### VOS CONSIGNES
Recopiez à l'identique chaque ligne des enregistrements ci-dessous, sans rien modifier.
======== ENREGISTREMENTS À TRAITER
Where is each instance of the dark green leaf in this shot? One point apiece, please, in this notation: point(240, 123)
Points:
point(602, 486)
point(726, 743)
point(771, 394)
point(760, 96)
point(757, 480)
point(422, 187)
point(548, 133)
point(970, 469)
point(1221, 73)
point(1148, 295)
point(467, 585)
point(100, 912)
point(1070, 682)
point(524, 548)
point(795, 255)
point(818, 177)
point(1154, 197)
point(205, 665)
================
### RÉSULTAT OBTENU
Where is each instance of the dark green leaf in this shot? One point apiece, please, in this notation: point(240, 123)
Points:
point(602, 486)
point(726, 743)
point(771, 394)
point(760, 96)
point(757, 480)
point(422, 187)
point(548, 133)
point(970, 469)
point(1221, 73)
point(1148, 295)
point(467, 585)
point(100, 912)
point(1070, 682)
point(524, 548)
point(795, 255)
point(818, 177)
point(1154, 197)
point(205, 665)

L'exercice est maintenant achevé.